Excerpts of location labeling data
-------------------------
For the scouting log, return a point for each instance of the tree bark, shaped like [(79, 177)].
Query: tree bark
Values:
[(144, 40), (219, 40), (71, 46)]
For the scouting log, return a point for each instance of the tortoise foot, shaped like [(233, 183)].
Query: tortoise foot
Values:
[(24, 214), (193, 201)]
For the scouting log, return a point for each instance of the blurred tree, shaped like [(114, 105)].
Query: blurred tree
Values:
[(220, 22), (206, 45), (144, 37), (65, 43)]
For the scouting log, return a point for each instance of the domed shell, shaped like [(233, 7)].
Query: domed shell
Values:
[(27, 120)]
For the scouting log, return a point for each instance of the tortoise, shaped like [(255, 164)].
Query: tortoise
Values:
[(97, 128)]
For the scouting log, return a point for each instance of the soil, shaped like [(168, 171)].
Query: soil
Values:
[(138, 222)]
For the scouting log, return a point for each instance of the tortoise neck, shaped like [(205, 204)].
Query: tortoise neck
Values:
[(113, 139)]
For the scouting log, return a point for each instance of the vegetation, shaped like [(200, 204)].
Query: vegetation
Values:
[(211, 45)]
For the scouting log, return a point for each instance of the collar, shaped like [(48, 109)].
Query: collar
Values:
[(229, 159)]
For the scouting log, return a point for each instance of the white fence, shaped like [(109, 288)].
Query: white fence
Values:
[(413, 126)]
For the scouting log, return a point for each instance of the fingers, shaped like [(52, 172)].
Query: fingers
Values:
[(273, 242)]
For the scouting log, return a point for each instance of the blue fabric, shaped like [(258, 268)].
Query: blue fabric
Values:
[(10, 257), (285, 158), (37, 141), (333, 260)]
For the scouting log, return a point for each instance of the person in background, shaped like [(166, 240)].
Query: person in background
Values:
-------------------------
What to produce
Reproduce the material above in full, replacing "scouting log" with "survey record" wherever it occurs and leaving everything else unchanged.

Problem solution
For the survey record, return a point for each instance of the tree bark, shaped like [(79, 177)].
Query: tree bark
Values:
[(144, 40), (219, 40), (71, 46)]
For the survey record, return a point for each instance of the tortoise foot, shaped like [(233, 183)].
Query: tortoise foot
Values:
[(24, 214), (193, 201)]
For the survey record, return a point for each instance of the blurred tree, shaped like [(114, 105)].
Query: blurred tree
Values:
[(220, 22), (206, 45), (144, 37), (65, 43)]
For the survey record, return a point for each instance of the domed shell, shaped like [(233, 7)].
Query: domed shell
Values:
[(27, 120)]
For the survey record, return a point for each instance of the tortoise, shaped like [(255, 164)].
Query: tortoise
Values:
[(97, 128)]
For the survey record, return a point for each instance of the soil, shaped like [(168, 171)].
Query: soil
Values:
[(138, 222)]
For the survey record, return a point for each instance of the tortoise neck, shaped like [(205, 204)].
Query: tortoise neck
Values:
[(113, 139)]
For the survey record, return a point for each instance of the vegetation, shaped like [(200, 204)].
Query: vegetation
Values:
[(211, 45)]
For the survey record, return a point for each instance of the collar, shaped like [(48, 109)].
Query: collar
Values:
[(229, 159)]
For the survey record, return a point for each instance of the white fence, shaped like [(109, 288)].
Query: white fence
Values:
[(413, 126)]
For the survey record, return a point for each instance of the fingers, shaped like [(52, 172)].
Query: fingers
Values:
[(273, 242)]
For the survey record, return a point for each instance of the blue fabric, shaped like [(258, 268)].
Query: blue fabric
Values:
[(10, 257), (285, 158), (37, 141), (333, 260)]
For the survey record, return a point for each instance of the person in background, shaped like [(166, 240)].
Query: person in background
Values:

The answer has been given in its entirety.